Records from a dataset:
[start]

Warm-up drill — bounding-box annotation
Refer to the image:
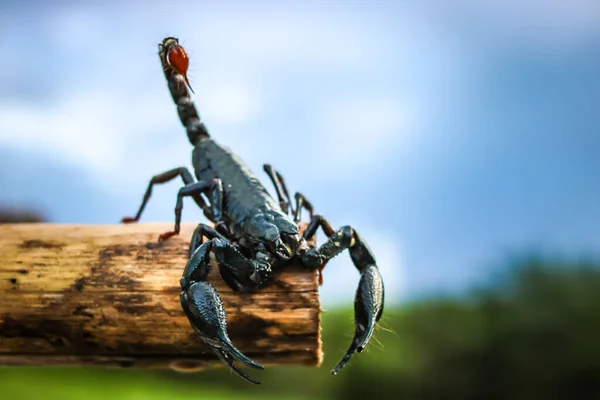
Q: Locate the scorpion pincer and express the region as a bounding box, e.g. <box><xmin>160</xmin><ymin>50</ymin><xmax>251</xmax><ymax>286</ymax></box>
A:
<box><xmin>122</xmin><ymin>37</ymin><xmax>384</xmax><ymax>383</ymax></box>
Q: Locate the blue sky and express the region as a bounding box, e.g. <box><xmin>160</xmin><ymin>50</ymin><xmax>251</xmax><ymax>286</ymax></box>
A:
<box><xmin>0</xmin><ymin>0</ymin><xmax>600</xmax><ymax>307</ymax></box>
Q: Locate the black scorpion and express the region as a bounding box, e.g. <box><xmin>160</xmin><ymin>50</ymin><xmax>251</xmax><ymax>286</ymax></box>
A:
<box><xmin>122</xmin><ymin>37</ymin><xmax>384</xmax><ymax>384</ymax></box>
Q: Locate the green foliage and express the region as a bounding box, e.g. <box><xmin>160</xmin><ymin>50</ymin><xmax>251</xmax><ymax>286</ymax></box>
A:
<box><xmin>0</xmin><ymin>255</ymin><xmax>600</xmax><ymax>400</ymax></box>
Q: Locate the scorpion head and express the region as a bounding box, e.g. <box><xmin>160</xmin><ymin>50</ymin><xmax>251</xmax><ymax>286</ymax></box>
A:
<box><xmin>245</xmin><ymin>211</ymin><xmax>298</xmax><ymax>260</ymax></box>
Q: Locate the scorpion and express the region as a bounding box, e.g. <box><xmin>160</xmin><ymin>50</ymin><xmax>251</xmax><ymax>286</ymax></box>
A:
<box><xmin>122</xmin><ymin>37</ymin><xmax>384</xmax><ymax>384</ymax></box>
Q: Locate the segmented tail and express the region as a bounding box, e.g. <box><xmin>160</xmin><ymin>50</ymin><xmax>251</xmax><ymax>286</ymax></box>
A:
<box><xmin>158</xmin><ymin>37</ymin><xmax>210</xmax><ymax>144</ymax></box>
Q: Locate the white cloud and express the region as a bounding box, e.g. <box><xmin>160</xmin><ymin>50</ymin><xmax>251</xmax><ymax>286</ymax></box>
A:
<box><xmin>439</xmin><ymin>0</ymin><xmax>600</xmax><ymax>48</ymax></box>
<box><xmin>198</xmin><ymin>83</ymin><xmax>262</xmax><ymax>124</ymax></box>
<box><xmin>315</xmin><ymin>99</ymin><xmax>413</xmax><ymax>173</ymax></box>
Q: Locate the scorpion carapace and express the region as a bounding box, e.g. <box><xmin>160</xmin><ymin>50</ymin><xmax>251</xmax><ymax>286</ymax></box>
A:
<box><xmin>122</xmin><ymin>37</ymin><xmax>384</xmax><ymax>383</ymax></box>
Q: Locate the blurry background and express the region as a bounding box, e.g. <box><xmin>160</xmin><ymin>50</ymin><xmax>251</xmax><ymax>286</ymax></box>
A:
<box><xmin>0</xmin><ymin>0</ymin><xmax>600</xmax><ymax>399</ymax></box>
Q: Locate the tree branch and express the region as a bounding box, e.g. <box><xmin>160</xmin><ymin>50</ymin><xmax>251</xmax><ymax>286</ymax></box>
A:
<box><xmin>0</xmin><ymin>224</ymin><xmax>322</xmax><ymax>369</ymax></box>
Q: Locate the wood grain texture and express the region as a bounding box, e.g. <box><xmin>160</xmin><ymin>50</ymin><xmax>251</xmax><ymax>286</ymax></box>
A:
<box><xmin>0</xmin><ymin>224</ymin><xmax>322</xmax><ymax>369</ymax></box>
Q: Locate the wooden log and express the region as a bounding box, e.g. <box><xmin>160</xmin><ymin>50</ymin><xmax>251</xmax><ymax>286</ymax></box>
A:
<box><xmin>0</xmin><ymin>224</ymin><xmax>322</xmax><ymax>370</ymax></box>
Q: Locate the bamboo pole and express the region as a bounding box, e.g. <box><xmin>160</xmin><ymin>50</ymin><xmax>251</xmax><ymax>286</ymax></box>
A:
<box><xmin>0</xmin><ymin>224</ymin><xmax>322</xmax><ymax>370</ymax></box>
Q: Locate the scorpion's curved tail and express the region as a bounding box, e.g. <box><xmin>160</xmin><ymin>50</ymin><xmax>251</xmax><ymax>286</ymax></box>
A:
<box><xmin>158</xmin><ymin>37</ymin><xmax>210</xmax><ymax>144</ymax></box>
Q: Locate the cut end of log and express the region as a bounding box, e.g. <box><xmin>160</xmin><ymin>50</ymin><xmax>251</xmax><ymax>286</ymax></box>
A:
<box><xmin>0</xmin><ymin>224</ymin><xmax>323</xmax><ymax>372</ymax></box>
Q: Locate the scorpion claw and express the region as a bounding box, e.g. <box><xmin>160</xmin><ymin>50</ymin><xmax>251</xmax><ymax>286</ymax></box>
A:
<box><xmin>331</xmin><ymin>265</ymin><xmax>384</xmax><ymax>375</ymax></box>
<box><xmin>181</xmin><ymin>281</ymin><xmax>264</xmax><ymax>384</ymax></box>
<box><xmin>158</xmin><ymin>232</ymin><xmax>179</xmax><ymax>242</ymax></box>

[end]

Task requirements:
Format every line of the listing above as a JSON list of strings, one string per line, skipping blank lines. Leave the pictures out.

Output of the task:
[
  "Warm-up drill — bounding-box annotation",
  "Refer to the image:",
  "Q: Locate the scorpion pincer and express the region as a bounding box, e.g. <box><xmin>160</xmin><ymin>50</ymin><xmax>251</xmax><ymax>286</ymax></box>",
  "A:",
  "<box><xmin>122</xmin><ymin>37</ymin><xmax>384</xmax><ymax>383</ymax></box>",
  "Q: Locate the blue sky and express the region as a bounding box, e.g. <box><xmin>160</xmin><ymin>50</ymin><xmax>251</xmax><ymax>286</ymax></box>",
  "A:",
  "<box><xmin>0</xmin><ymin>0</ymin><xmax>600</xmax><ymax>307</ymax></box>",
  "Q: Locate the black scorpion and express the region as a bounding box, e.g. <box><xmin>160</xmin><ymin>50</ymin><xmax>251</xmax><ymax>286</ymax></box>",
  "A:",
  "<box><xmin>122</xmin><ymin>37</ymin><xmax>384</xmax><ymax>384</ymax></box>",
  "Q: Locate the green foliage and express the region as a bounding box, e.g. <box><xmin>160</xmin><ymin>50</ymin><xmax>251</xmax><ymax>286</ymax></box>",
  "A:",
  "<box><xmin>0</xmin><ymin>255</ymin><xmax>600</xmax><ymax>400</ymax></box>",
  "Q: Locate the scorpion head and express the region as a bounding box, e.g. <box><xmin>160</xmin><ymin>50</ymin><xmax>251</xmax><ymax>286</ymax></box>",
  "A:",
  "<box><xmin>245</xmin><ymin>211</ymin><xmax>298</xmax><ymax>260</ymax></box>",
  "Q: Locate the scorpion and express the region as a bounding box, e.g. <box><xmin>160</xmin><ymin>50</ymin><xmax>251</xmax><ymax>286</ymax></box>",
  "A:",
  "<box><xmin>122</xmin><ymin>37</ymin><xmax>384</xmax><ymax>384</ymax></box>",
  "Q: Locate the segmented tail and express the region as a bounding box, e.g. <box><xmin>160</xmin><ymin>50</ymin><xmax>251</xmax><ymax>286</ymax></box>",
  "A:",
  "<box><xmin>158</xmin><ymin>37</ymin><xmax>210</xmax><ymax>144</ymax></box>",
  "Q: Locate the white cloud and express the region as a bounding box, e.g. <box><xmin>160</xmin><ymin>50</ymin><xmax>251</xmax><ymax>286</ymax></box>",
  "A:",
  "<box><xmin>439</xmin><ymin>0</ymin><xmax>600</xmax><ymax>48</ymax></box>",
  "<box><xmin>198</xmin><ymin>83</ymin><xmax>262</xmax><ymax>124</ymax></box>",
  "<box><xmin>315</xmin><ymin>99</ymin><xmax>413</xmax><ymax>173</ymax></box>",
  "Q: Locate the scorpion carapace and express the region as a bounding box, e.g. <box><xmin>160</xmin><ymin>50</ymin><xmax>251</xmax><ymax>286</ymax></box>",
  "A:",
  "<box><xmin>122</xmin><ymin>37</ymin><xmax>384</xmax><ymax>383</ymax></box>",
  "Q: Locate the blurry background and express the region as a bounding box, e.g. <box><xmin>160</xmin><ymin>50</ymin><xmax>251</xmax><ymax>286</ymax></box>",
  "A:",
  "<box><xmin>0</xmin><ymin>0</ymin><xmax>600</xmax><ymax>399</ymax></box>",
  "Q: Locate the tree branch and express the region as a bounding box, e.g. <box><xmin>160</xmin><ymin>50</ymin><xmax>251</xmax><ymax>286</ymax></box>",
  "A:",
  "<box><xmin>0</xmin><ymin>224</ymin><xmax>322</xmax><ymax>369</ymax></box>",
  "Q: Locate the wood grain texture and express the region as a bounding box, e.g. <box><xmin>160</xmin><ymin>50</ymin><xmax>251</xmax><ymax>286</ymax></box>",
  "A:",
  "<box><xmin>0</xmin><ymin>224</ymin><xmax>322</xmax><ymax>369</ymax></box>",
  "Q: Locate the wooden log and express the region as a bounding box, e.g. <box><xmin>160</xmin><ymin>50</ymin><xmax>251</xmax><ymax>286</ymax></box>",
  "A:",
  "<box><xmin>0</xmin><ymin>224</ymin><xmax>322</xmax><ymax>370</ymax></box>",
  "Q: Locate the bamboo pole and express the region as a bounding box, e.g. <box><xmin>160</xmin><ymin>50</ymin><xmax>251</xmax><ymax>286</ymax></box>",
  "A:",
  "<box><xmin>0</xmin><ymin>224</ymin><xmax>322</xmax><ymax>370</ymax></box>",
  "Q: Locate the scorpion's curved tail and express the region as a bounding box, e.g. <box><xmin>160</xmin><ymin>50</ymin><xmax>251</xmax><ymax>286</ymax></box>",
  "A:",
  "<box><xmin>158</xmin><ymin>37</ymin><xmax>210</xmax><ymax>144</ymax></box>",
  "Q: Locate the cut end of log and express the region as a bounding box, e.g. <box><xmin>160</xmin><ymin>50</ymin><xmax>251</xmax><ymax>286</ymax></box>",
  "A:",
  "<box><xmin>0</xmin><ymin>224</ymin><xmax>323</xmax><ymax>372</ymax></box>",
  "Q: Locate the scorpion claw and express the region as a bounding box, e.g. <box><xmin>160</xmin><ymin>50</ymin><xmax>251</xmax><ymax>286</ymax></box>",
  "A:",
  "<box><xmin>331</xmin><ymin>265</ymin><xmax>384</xmax><ymax>375</ymax></box>",
  "<box><xmin>181</xmin><ymin>281</ymin><xmax>264</xmax><ymax>384</ymax></box>",
  "<box><xmin>158</xmin><ymin>232</ymin><xmax>179</xmax><ymax>242</ymax></box>"
]